_Passage to read_
Exhaustion drops him into my lap after work like a fantasy from my most feminine of secret hearts. Even in such tired disarray, he’s baroque jazz music – eyes drawn shut – every meeting another delicate discovery of something else I like. (His middle name is the name of the first man I lived in love with.) I feel like Rapunzel, the way his eyes seem to light when I let down my hair. Mornings congeal upon arrival, unbearable and vulnerable, to be resisted, so we shed our trembling days like skin in the evening’s tiny gestures, the taste of a fingertip, the angle he rests his head in my lap, clever conversation’s chance miracles. Tilting windmills Myth: We seem to only see each other at night. I may never kiss another blonde again.
Tonight I am sleeping alone. Bruised velvet stockings, a black slip made of something that isn’t silk. My lipstick poorly wiped off, I dressed up too well too late. My only company is a book and a neglected free movie pass, crumpled, a bookmark instead of a date.
Fireworks only work if the wind is right. Horizons are susceptible, just another line to create the backdrop of the sky. Too high, too loud. It’s never as safe as we say it is, which is why it’s perfect. Our fishnet talk of fire led to phone-numbers, dinner, dancing. Other people do this all the time, but we’re a little out of practice. Loud eighties music, barely recognizable. The almost clinically precise shift between songs destroy the music. DJs as A.D.D. trash. Wankers popular with underage girls and not much else. He’s drinking vodka. We’re dropping the names of dead poets and talking about L.A. It was earnest, not a sly nod to the old fifties protocol of pulling out her chair, but legitimate – possibly the first time I’ve ever properly Gone Out. The only other time was an accident. Slip of the tongue, whoops, what?

_Work task 1_
In the passage, what is the narrator's only company on the night spent sleeping alone?
_Work task 2_
Please reproduce the part of the passage starting with "Tonight I am" and going on through "instead of a date.".

_Data segment_

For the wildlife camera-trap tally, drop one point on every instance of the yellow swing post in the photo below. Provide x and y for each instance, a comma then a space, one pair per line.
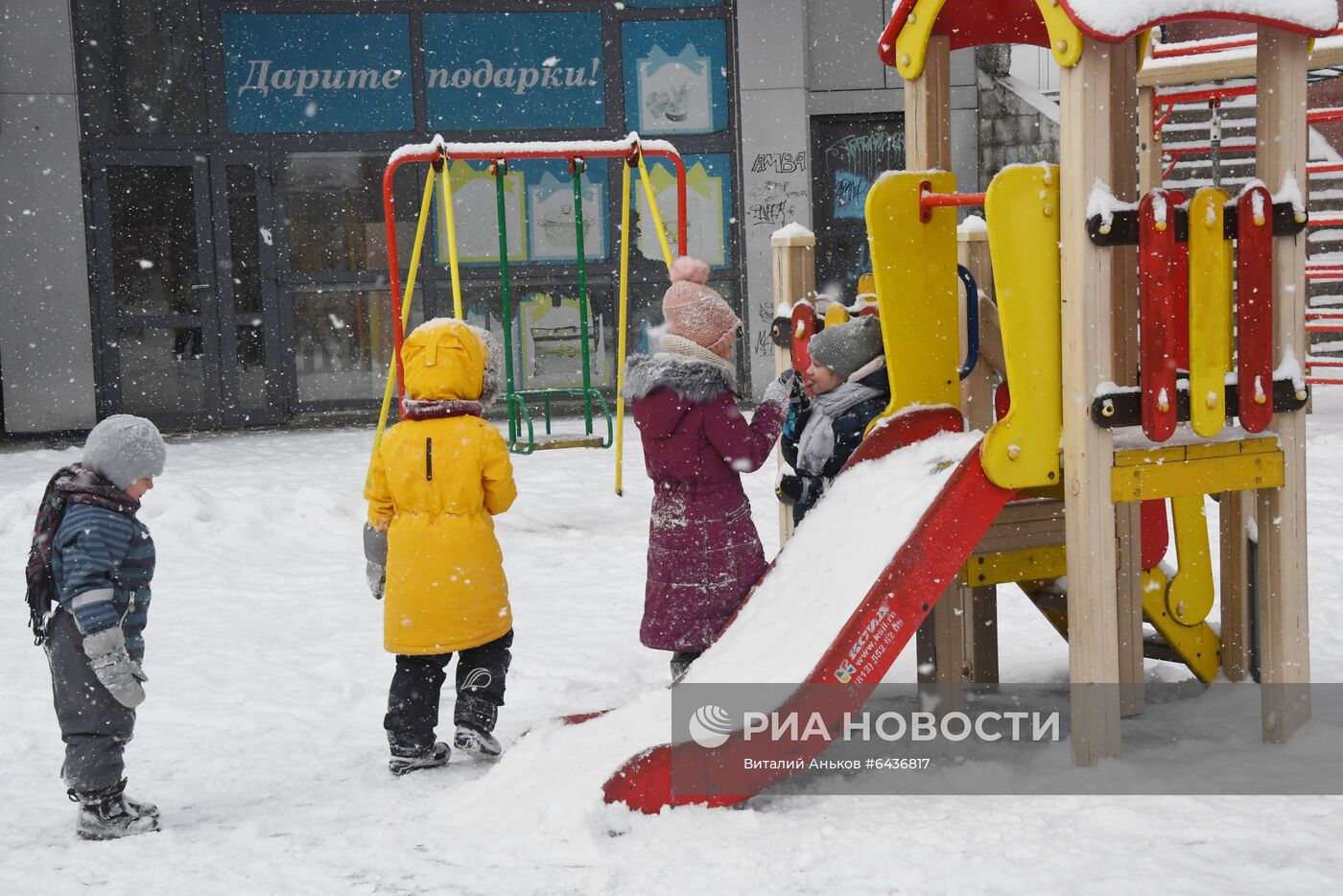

_Task response 1_
A book and a neglected free movie pass.

_Task response 2_
Tonight I am sleeping alone. Bruised velvet stockings, a black slip made of something that isn’t silk. My lipstick poorly wiped off, I dressed up too well too late. My only company is a book and a neglected free movie pass, crumpled, a bookmark instead of a date.